▸ **Source text**:
* begin *

A few of the users notice this, as some part of their UI fails to load because the underlying API calls failed. So your users do the natural, obvious thing: they try again. They hit refresh. Unfortuanately, their increased use of the API increases the load on the new primary, which hasn't finished its election yet. While the new primary is trying to come online while also serving your new surge of requests, it fails to respond to its health checks in time. So the controller thinks maybe this new primary is ineffective, let's kill it and try another election.
Whoops! The new election causes more users to notice something is happening, more refresh, more requests, more delays, more failures. You've got a retry storm on your hands.
notion image
Source: GIPHY
When I was back at Foko Retail, we had something similar happen. There was a few unoptimized queries performing table scans in one of our API calls. This API call was in a hot path, given that its data was used to render 50% of every page in our app. Even worse, since JS didn't have any builtin promise cancellation patterns, a refresh usually meant that "dead" API calls that would never return a response were unnecessarily trying to produce a response.

* end *

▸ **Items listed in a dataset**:
* begin *

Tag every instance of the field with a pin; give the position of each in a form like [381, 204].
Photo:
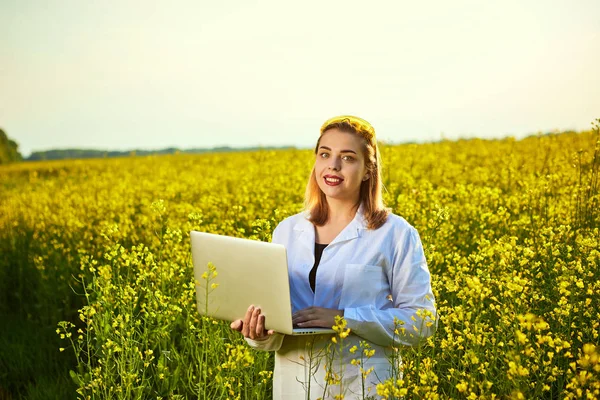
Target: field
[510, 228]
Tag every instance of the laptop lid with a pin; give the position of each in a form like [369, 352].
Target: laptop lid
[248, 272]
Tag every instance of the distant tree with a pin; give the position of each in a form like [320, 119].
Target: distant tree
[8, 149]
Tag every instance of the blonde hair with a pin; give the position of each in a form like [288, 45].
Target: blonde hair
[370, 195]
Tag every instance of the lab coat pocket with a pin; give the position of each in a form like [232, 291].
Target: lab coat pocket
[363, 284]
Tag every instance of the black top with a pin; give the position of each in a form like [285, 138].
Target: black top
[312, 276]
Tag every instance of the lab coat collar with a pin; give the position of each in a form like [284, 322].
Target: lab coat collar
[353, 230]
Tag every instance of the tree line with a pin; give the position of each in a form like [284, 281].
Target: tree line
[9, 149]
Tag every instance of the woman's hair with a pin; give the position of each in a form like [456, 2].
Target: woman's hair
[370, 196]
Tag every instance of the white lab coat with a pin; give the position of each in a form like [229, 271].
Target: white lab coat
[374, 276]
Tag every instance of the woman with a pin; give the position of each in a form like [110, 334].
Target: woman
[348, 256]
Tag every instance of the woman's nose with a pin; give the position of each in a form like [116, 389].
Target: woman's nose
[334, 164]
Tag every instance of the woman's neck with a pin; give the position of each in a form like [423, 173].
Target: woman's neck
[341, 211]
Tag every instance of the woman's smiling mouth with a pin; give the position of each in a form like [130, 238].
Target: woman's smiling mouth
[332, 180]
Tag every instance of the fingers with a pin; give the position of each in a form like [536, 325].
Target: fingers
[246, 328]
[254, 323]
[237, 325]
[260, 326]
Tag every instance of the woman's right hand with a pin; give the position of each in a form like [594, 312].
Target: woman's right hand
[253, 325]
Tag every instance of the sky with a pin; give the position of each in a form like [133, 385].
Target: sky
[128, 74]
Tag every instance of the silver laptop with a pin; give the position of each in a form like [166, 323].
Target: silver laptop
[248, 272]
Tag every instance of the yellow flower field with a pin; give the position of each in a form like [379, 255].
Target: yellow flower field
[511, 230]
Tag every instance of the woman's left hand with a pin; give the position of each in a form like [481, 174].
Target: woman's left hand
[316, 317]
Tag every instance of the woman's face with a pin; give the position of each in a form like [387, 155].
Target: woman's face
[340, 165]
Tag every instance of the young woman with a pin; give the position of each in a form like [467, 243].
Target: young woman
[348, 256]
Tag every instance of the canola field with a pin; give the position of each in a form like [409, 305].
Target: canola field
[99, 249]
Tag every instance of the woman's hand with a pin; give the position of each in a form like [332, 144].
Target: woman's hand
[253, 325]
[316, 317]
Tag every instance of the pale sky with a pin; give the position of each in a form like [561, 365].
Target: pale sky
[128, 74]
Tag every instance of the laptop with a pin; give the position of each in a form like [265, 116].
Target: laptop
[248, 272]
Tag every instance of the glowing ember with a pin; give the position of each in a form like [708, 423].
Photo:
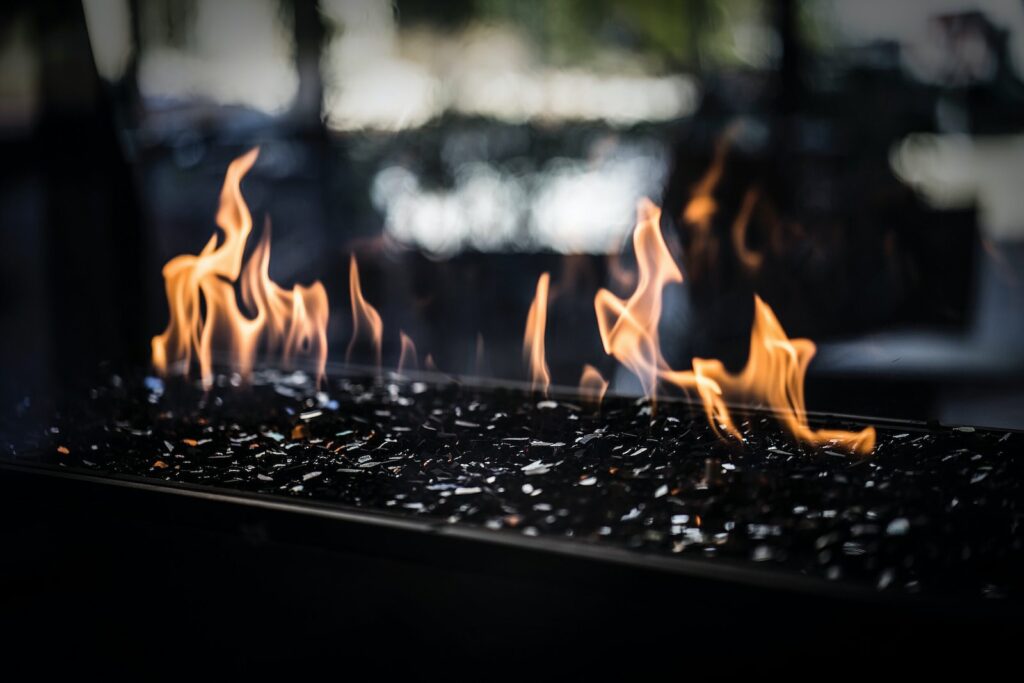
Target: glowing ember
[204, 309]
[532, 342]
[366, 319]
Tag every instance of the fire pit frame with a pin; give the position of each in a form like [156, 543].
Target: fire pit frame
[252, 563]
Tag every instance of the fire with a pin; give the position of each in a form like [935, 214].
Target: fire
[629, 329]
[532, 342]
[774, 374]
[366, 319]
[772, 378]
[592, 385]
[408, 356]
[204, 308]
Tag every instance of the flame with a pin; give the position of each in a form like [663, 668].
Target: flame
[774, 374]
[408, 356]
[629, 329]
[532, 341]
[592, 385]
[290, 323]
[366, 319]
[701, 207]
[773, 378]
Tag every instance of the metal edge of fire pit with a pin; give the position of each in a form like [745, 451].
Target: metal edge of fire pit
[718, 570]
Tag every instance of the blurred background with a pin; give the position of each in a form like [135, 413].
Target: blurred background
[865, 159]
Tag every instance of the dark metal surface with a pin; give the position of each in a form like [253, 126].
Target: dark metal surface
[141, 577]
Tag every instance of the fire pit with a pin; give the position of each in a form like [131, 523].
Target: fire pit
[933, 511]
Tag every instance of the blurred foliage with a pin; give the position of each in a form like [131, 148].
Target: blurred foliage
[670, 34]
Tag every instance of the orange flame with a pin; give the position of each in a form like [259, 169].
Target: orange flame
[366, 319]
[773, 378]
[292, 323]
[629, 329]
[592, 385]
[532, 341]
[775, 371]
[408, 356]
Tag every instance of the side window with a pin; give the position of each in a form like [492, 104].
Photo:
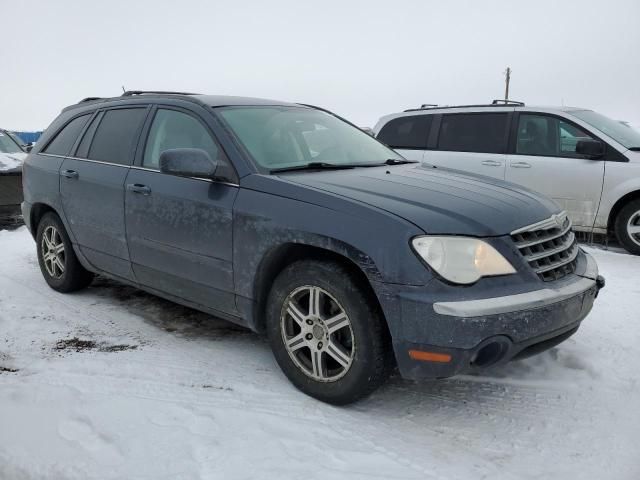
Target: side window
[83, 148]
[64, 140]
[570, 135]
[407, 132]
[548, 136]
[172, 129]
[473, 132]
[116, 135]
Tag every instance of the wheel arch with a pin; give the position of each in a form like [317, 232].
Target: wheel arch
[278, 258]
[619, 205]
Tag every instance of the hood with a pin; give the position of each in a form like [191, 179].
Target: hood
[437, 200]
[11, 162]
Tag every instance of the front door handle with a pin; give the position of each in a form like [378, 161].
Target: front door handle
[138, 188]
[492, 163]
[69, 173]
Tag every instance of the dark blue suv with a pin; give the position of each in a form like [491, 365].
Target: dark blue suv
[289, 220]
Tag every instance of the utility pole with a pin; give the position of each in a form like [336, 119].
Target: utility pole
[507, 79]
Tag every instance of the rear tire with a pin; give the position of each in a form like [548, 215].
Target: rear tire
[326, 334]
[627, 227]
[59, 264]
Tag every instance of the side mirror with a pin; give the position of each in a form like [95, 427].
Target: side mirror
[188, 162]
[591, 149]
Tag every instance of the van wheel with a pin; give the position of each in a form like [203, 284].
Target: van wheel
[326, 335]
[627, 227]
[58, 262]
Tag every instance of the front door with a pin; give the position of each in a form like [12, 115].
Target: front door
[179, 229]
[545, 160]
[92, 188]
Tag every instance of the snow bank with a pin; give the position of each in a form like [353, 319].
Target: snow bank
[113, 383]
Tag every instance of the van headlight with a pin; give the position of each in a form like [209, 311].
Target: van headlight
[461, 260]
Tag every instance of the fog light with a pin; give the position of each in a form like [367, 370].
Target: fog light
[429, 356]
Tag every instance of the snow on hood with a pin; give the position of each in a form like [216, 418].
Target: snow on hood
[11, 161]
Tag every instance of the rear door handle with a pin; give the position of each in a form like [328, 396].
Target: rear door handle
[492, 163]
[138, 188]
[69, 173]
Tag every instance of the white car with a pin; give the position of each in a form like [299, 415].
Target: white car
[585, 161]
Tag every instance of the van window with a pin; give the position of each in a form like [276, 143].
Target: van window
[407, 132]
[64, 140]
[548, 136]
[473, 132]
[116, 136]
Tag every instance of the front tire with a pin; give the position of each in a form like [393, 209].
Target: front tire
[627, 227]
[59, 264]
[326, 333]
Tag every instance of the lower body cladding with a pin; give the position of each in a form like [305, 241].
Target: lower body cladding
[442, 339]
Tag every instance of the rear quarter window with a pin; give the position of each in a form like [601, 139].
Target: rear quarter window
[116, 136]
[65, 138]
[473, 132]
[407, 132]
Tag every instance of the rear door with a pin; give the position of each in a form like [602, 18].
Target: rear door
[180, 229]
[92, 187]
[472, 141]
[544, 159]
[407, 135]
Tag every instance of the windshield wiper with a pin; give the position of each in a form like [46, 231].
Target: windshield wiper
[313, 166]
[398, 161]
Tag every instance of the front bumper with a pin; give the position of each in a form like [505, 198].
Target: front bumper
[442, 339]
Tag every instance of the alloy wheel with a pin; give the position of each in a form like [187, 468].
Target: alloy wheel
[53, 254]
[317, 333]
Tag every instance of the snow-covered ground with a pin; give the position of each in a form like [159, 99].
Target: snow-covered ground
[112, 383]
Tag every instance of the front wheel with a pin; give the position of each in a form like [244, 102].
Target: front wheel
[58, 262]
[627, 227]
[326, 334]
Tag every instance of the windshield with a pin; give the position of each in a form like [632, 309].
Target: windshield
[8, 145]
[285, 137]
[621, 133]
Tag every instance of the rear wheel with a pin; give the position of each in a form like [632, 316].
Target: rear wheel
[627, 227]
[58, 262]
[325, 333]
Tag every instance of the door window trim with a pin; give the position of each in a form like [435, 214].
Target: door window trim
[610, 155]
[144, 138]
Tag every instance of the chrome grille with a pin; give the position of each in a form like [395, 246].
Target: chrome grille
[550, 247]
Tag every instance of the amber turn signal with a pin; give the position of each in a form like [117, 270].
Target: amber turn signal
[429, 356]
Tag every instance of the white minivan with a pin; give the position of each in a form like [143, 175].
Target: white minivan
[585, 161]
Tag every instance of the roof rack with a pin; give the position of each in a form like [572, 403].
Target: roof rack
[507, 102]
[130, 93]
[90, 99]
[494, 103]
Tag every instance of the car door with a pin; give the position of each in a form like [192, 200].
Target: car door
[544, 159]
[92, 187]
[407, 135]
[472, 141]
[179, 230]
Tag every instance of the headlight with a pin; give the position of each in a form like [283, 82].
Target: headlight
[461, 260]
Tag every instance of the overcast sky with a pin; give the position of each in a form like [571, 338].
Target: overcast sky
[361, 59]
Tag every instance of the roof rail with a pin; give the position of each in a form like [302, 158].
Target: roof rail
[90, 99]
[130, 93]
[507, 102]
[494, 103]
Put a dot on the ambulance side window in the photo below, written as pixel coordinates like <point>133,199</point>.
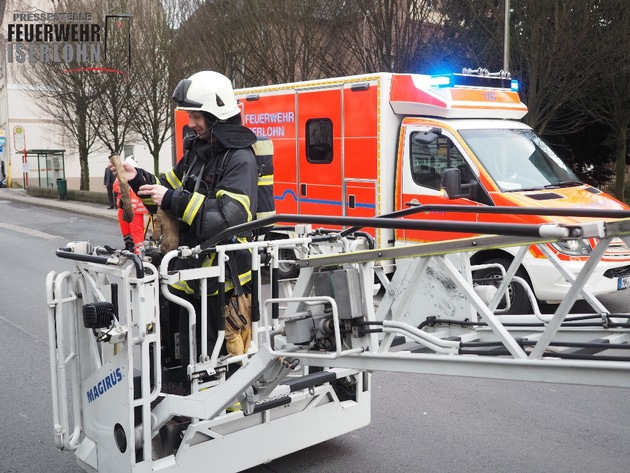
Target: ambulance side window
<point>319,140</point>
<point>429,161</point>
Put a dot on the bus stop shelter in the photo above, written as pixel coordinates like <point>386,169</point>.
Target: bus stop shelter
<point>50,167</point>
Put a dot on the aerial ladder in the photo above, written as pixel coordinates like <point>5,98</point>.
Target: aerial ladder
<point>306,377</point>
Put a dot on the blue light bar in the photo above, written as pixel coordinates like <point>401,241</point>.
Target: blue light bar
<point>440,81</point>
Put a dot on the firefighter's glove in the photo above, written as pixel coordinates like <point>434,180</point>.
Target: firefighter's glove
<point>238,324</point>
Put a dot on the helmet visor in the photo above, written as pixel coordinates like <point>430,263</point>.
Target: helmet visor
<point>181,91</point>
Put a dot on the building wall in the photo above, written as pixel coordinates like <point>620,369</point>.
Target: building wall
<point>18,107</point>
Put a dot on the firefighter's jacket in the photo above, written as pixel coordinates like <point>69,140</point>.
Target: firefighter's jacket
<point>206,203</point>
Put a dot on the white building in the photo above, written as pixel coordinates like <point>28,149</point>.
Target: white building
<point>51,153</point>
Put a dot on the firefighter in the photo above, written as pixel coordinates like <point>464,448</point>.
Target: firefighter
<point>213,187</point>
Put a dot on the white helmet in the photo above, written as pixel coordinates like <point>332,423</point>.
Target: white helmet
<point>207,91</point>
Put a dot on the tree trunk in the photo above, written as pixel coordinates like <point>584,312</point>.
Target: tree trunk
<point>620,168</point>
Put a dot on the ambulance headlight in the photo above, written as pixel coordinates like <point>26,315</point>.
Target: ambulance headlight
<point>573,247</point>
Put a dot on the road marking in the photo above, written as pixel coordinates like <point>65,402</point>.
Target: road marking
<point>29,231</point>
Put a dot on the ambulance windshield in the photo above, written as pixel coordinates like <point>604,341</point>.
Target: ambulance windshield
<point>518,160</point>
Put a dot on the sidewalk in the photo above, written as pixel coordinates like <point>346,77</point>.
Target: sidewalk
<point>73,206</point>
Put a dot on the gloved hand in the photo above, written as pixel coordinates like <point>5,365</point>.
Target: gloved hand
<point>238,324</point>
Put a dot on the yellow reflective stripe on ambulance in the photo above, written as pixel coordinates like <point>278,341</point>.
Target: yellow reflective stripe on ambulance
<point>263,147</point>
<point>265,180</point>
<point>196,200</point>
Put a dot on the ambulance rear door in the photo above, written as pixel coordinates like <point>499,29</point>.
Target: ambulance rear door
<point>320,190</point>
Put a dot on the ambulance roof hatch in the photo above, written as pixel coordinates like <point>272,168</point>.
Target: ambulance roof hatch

* end *

▸ **Work to be completed**: In the retry storm text, what share of every page in the app was rendered with data from the API call at Foko Retail?

▸ **Task output**: 50%